#### ACTIVITY:
The response must consist of the lines below from the one with "The function indicates a point for each instance of the dirt" through the one with "The function indicates a point for each instance of the white", exactly as they appear and with both ends kept.

#### DATA SHOWN:
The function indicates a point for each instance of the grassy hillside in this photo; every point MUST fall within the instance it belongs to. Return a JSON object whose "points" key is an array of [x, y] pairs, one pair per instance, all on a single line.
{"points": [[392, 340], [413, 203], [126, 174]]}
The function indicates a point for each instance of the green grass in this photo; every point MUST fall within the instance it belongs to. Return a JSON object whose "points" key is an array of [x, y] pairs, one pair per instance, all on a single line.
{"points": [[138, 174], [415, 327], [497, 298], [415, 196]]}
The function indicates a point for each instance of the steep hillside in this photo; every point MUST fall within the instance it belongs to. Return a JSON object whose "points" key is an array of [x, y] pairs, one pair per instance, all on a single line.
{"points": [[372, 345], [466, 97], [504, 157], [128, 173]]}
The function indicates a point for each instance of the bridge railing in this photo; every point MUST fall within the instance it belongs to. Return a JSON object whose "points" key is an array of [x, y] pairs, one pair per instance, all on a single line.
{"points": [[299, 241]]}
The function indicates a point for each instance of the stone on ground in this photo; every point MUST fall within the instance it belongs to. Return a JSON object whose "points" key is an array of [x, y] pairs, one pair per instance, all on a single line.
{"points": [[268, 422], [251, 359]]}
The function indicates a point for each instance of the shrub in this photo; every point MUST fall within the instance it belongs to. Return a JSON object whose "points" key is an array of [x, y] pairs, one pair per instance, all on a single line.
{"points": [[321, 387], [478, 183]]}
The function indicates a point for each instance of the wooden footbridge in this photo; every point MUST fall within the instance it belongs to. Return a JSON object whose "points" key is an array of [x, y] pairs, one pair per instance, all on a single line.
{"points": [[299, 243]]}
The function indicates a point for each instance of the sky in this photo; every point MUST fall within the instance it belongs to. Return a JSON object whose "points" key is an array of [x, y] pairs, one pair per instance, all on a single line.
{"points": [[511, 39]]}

---

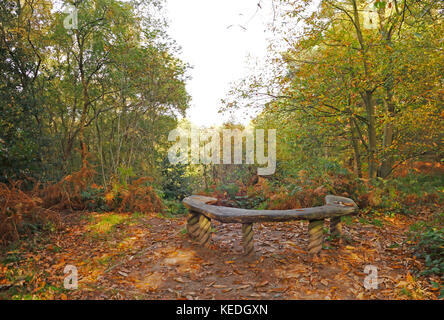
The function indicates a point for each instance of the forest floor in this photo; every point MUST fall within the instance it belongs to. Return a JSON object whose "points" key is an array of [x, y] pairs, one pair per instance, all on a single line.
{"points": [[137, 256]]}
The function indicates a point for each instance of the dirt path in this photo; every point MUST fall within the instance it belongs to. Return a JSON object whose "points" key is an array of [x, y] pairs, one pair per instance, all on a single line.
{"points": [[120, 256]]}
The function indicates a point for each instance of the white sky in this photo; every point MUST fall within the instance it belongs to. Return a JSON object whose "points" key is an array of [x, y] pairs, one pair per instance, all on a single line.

#### EXERCISE ANSWER:
The function indicates a point for each instance of the dirt path in this photo; every point MUST fall within the instance it belongs to. Return a JSON object whose "points" key is an array of [x, y] pairs, one pair per instance, all on a single line.
{"points": [[120, 256]]}
The function indicates a point for each instance of the white sky in this photo; every point MUST fall within the instance it belongs to. Return a JSON object whose "points" key is an array of [x, y] pairs, one pair per instance, all on a single line.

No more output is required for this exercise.